### WHAT IS NEEDED:
Copy the blog post about insurance below word for word, from its first line to its last.

### PASSAGE FOR REVIEW:
>>>>

Tag Archives: homeowner’s insurance

Hands Off My Health Care..and Yours Too

You may have noticed that insurance companies aren’t getting any love lately.  And there are indeed some horror stories out there, mostly concerning health insurance, but let’s not forget the world of auto and homeowner’s insurance policies.  They too are mostly unloved, but no one is even paying attention to them now.  That is especially cruel.  Not only to be unloved, but unmentioned.  Like the saying goes, there is no such thing as bad publicity. 

Naturally, Fakename has a few opinions about the subject that might be construed as political in nature, but she will keep them to herself at this time.  She personally was the recipient of a massive payout by her health insurance company back in 2006, and therefore has little to complain about.  Not that that would necessarily stop her.  The massive payout, however, did not come without occasional glitches.  Warning:  the story to follow will not be particularly graphic, but it will mention body parts.

<<<<

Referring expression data
>>>>

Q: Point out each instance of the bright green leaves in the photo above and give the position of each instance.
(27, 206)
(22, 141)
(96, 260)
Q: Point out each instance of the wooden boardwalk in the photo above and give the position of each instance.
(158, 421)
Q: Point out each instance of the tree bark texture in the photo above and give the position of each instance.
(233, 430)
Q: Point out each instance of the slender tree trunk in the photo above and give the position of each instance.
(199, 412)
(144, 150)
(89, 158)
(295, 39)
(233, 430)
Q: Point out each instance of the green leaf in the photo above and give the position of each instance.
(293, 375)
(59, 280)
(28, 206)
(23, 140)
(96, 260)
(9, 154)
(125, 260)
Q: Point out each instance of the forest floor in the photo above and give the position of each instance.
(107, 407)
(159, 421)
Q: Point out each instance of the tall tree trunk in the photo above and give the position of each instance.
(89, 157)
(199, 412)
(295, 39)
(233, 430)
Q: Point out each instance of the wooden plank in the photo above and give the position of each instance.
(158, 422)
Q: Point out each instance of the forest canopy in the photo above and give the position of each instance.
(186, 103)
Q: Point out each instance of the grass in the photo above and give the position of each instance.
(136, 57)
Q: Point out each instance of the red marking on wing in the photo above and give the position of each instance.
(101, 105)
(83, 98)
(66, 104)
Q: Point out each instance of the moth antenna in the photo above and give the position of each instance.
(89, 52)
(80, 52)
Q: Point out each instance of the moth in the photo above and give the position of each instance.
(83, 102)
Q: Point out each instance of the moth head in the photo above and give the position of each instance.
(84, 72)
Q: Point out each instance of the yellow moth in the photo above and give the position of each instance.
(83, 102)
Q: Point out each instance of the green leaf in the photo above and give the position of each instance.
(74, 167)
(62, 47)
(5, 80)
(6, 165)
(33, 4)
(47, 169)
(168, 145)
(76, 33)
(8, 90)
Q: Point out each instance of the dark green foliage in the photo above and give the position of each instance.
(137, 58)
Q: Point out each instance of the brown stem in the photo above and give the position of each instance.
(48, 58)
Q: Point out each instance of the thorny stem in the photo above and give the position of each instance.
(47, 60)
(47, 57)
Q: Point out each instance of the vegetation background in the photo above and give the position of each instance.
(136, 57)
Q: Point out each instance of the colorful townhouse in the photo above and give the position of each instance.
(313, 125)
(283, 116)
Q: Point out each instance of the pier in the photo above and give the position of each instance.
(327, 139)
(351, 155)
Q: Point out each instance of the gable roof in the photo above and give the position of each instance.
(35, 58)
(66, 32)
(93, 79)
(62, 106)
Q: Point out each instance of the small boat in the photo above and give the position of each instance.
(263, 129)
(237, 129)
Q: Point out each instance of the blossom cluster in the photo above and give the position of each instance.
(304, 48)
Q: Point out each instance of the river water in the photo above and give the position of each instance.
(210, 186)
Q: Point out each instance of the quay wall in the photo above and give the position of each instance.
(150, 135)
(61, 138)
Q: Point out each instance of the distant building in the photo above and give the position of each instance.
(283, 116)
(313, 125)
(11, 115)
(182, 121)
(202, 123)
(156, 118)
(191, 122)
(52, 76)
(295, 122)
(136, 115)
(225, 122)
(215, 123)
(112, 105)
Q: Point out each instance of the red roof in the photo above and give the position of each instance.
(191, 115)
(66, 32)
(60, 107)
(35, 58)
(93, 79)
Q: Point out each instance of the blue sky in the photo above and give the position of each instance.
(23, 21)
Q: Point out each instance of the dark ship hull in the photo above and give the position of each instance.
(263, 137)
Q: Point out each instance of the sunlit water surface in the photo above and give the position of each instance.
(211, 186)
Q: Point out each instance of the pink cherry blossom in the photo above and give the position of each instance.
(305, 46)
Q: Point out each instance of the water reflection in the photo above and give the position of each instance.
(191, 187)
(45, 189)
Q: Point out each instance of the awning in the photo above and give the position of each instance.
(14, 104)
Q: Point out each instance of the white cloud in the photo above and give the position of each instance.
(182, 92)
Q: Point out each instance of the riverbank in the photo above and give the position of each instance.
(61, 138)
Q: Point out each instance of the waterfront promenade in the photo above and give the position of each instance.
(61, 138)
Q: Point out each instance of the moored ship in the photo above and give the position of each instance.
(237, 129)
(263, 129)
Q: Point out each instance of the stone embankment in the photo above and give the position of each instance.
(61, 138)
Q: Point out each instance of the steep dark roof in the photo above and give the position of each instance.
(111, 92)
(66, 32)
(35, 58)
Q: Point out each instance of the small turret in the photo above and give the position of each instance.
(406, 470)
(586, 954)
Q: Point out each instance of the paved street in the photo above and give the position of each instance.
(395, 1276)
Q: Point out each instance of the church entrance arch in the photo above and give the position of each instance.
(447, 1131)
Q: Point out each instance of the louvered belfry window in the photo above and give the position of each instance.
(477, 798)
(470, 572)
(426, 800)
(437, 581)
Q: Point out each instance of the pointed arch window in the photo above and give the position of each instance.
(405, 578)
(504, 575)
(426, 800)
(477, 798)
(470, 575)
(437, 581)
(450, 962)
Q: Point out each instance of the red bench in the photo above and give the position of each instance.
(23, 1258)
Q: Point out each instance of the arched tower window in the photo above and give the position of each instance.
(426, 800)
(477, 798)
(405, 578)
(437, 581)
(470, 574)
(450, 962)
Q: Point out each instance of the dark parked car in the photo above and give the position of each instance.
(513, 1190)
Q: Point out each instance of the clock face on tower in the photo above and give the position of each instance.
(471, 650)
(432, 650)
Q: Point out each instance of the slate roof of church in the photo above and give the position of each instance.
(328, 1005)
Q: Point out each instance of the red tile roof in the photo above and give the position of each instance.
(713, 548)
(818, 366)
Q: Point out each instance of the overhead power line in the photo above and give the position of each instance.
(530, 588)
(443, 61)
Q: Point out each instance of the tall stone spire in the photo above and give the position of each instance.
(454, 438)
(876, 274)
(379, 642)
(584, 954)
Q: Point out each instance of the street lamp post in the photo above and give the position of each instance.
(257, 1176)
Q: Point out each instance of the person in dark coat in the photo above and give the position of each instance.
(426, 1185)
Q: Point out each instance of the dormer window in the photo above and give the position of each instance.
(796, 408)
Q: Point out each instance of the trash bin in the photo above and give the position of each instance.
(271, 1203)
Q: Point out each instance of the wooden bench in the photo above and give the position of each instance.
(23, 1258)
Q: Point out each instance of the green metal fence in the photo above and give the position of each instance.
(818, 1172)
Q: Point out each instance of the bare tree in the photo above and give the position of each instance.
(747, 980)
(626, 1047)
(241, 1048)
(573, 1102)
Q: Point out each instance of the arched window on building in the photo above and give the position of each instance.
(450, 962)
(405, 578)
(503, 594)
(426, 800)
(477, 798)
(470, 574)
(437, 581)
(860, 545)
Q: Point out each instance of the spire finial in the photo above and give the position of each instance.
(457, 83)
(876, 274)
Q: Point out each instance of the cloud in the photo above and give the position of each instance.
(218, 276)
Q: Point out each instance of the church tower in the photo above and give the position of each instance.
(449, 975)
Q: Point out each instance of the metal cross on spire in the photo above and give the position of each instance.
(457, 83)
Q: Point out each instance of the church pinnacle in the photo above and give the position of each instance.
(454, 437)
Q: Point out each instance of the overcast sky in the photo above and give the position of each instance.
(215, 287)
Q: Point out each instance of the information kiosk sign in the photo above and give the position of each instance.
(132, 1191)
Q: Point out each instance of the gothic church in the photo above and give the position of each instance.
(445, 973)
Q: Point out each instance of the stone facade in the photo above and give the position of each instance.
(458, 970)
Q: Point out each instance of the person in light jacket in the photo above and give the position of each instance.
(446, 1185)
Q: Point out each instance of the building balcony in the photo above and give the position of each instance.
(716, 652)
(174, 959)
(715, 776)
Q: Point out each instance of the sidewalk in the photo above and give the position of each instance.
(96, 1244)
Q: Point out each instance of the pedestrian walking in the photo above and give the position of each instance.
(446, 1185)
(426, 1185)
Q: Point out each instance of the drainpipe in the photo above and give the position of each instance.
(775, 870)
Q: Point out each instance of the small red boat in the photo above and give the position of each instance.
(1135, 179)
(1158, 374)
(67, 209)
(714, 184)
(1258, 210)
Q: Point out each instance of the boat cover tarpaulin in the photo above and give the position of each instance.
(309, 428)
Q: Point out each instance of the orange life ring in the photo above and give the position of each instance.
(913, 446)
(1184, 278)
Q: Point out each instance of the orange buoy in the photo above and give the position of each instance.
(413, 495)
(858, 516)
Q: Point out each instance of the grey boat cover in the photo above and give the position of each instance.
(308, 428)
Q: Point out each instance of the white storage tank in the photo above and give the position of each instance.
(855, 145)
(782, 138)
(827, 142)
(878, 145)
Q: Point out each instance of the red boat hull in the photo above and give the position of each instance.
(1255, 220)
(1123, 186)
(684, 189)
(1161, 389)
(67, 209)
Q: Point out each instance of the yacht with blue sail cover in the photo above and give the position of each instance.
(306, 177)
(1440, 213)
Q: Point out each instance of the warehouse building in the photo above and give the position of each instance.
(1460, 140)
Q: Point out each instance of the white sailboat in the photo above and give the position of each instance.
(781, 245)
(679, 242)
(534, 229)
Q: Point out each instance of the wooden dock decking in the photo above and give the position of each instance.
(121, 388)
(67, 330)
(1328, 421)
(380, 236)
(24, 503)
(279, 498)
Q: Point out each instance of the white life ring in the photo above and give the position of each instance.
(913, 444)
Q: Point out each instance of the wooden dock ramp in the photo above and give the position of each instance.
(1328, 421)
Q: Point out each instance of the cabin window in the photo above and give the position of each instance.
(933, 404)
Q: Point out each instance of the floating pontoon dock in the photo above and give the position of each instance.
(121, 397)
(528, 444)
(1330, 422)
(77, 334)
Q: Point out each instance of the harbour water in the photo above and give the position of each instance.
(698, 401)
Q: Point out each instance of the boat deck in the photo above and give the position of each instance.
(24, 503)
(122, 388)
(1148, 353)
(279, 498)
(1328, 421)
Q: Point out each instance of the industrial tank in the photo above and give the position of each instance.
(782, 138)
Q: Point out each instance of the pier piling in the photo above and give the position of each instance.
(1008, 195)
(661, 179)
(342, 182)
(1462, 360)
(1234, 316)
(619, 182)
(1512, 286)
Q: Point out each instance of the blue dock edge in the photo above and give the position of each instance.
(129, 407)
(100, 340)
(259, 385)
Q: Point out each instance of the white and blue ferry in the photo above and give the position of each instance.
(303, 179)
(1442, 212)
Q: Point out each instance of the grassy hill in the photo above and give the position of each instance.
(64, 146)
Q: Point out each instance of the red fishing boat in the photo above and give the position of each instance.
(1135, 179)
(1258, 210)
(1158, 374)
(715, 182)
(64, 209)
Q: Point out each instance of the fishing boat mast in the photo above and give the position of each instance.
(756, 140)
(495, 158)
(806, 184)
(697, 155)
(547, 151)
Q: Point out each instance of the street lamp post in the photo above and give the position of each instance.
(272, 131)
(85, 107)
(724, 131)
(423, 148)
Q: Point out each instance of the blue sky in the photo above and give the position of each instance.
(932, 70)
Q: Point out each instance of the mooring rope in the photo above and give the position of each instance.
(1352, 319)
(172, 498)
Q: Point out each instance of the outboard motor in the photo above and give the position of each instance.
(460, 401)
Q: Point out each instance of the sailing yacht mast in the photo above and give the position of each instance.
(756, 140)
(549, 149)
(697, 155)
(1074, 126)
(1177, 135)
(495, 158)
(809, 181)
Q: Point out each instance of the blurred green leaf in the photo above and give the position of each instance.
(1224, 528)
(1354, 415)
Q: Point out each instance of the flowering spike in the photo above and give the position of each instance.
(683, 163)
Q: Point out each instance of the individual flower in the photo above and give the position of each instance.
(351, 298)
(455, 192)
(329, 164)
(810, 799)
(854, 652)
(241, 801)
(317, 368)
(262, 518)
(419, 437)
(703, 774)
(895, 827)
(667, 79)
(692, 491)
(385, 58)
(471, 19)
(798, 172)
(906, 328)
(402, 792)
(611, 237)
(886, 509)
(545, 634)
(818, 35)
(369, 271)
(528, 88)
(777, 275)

<<<<

### WRITTEN ANSWER:
Tag Archives: homeowner’s insurance

Hands Off My Health Care..and Yours Too

You may have noticed that insurance companies aren’t getting any love lately.  And there are indeed some horror stories out there, mostly concerning health insurance, but let’s not forget the world of auto and homeowner’s insurance policies.  They too are mostly unloved, but no one is even paying attention to them now.  That is especially cruel.  Not only to be unloved, but unmentioned.  Like the saying goes, there is no such thing as bad publicity. 

Naturally, Fakename has a few opinions about the subject that might be construed as political in nature, but she will keep them to herself at this time.  She personally was the recipient of a massive payout by her health insurance company back in 2006, and therefore has little to complain about.  Not that that would necessarily stop her.  The massive payout, however, did not come without occasional glitches.  Warning:  the story to follow will not be particularly graphic, but it will mention body parts.